#### EXTRACTED TEXT:
====
Copyright © 2022 Trish Williams

Funerals

Funerals serve an important function within our culture. They provide a public ritual in which one can express grief, loss and sadness and share this with others. It is a means of social support important for processing grief. The reality of the lifeless body in accepted. The deceased person’s life is remembered and put in perspective. Funerals enable you to move through the process of mourning, to confront the death and cope with the loss. Funerals provide closure, making the finality of the loss clear through burial or cremation.

The finality of physical death is something that was greatly lacking in my father’s social death. He was dead psychosocially, but he still existed. He still needed his basic needs met — food, clothing, shelter, finances. Visiting was always a dilemma. I felt guilt about not visiting, since he was still alive.


Funerals enable you to move through the process of mourning, to confront the death and cope with the loss.
Yet it seemed pointless to visit, since he seemed unaware and it was mainly depressing to see his decline. Our visits became less frequent, from twice a year, to once a year, to even less frequently. Every time we visited, he was further gone from his old self. We experienced various levels of decline and loss over the years. Initially upon institutionalization, he was confused, but had some memories of the past and could converse with you in between his talking to himself. Then over time his memory was completely gone. He did not seem to recognize us. Next he stopped talking, except for an occasional outburst, sounding like a psychiatric patient. He aged rapidly and developed repetitive, nervous mannerisms with his hands. Eventually he lost his ability to walk. He ultimately died of an infection in his body.
====
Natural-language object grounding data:
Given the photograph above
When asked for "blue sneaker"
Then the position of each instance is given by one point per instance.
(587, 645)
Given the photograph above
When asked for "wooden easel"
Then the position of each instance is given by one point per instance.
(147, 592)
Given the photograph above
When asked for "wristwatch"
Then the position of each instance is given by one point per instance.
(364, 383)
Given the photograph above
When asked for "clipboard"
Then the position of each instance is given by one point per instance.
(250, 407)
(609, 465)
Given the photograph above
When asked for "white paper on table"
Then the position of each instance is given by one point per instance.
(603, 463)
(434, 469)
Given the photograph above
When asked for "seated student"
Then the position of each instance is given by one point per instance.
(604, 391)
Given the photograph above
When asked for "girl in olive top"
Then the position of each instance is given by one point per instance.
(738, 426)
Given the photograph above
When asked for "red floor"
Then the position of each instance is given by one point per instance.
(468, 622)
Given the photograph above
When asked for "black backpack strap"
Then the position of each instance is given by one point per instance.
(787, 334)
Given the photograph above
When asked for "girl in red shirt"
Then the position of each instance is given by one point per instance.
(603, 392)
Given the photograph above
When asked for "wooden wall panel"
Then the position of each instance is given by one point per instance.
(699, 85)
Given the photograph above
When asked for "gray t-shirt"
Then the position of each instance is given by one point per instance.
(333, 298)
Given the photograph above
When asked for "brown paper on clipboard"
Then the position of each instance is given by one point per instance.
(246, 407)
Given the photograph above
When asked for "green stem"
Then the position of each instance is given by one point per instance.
====
#### YOUR TASKS:
[a] Answer these questions about the text on funerals:
(i) Through what two means do funerals make the finality of the loss clear?
(ii) Which basic needs did the father still need met?
(iii) What did the father ultimately die of?
[b] From the text on funerals, extract the passage from "Copyright © 2022" to "burial or cremation.".
[c] How might the text on funerals go on? Continue it from its last sentence.

#### ANSWERS TO THE TASKS:
[a]
(i) Burial or cremation.
(ii) Food, clothing, shelter and finances.
(iii) An infection in his body.

[b]
Copyright © 2022 Trish Williams

Funerals

Funerals serve an important function within our culture. They provide a public ritual in which one can express grief, loss and sadness and share this with others. It is a means of social support important for processing grief. The reality of the lifeless body in accepted. The deceased person’s life is remembered and put in perspective. Funerals enable you to move through the process of mourning, to confront the death and cope with the loss. Funerals provide closure, making the finality of the loss clear through burial or cremation.

[c]
I had no closure, like other people experience with the physical loss of a parent, through funeral rituals. This is one of the complications of psychosocial death as explained here

“The spouse cannot mourn decently. Although he has lost his mate as surely and permanently as if by death, since the familiar body remains, society neither recognizes the spouse’s grief nor provides support and comfort that surrounds the bereaved by death” (Doka 192)

Although we knew my father’s condition was irreversible and there was nothing left except death, we didn’t know how long he could exist in this state. His decline was gradual, but progressive. It was agonizing to watch his decline, and this complicated the grieving process. This prolonged illness lead to our prolonged grieving. I longed for physical death — for closure —just so it would end and I could put this all behind me.

Along with this complicated loss and grieving was the pre-planning of my father’s funeral that I discuss in the film. This was like the icing on the cake. Not only did I perceive him as dead, I now had to actually plan a funeral that wouldn’t take place for a decade. The pre-planning made me more aware of what I was missing by not having the funeral, and added another level of stress. Yet it brought me closer to the reality, the finality of death, although surreal at the time. I think part of the difficulty with the pre-arranged funeral was the fact that our culture does not openly discuss death, despite the fact that death is just as much a part of life as is birth.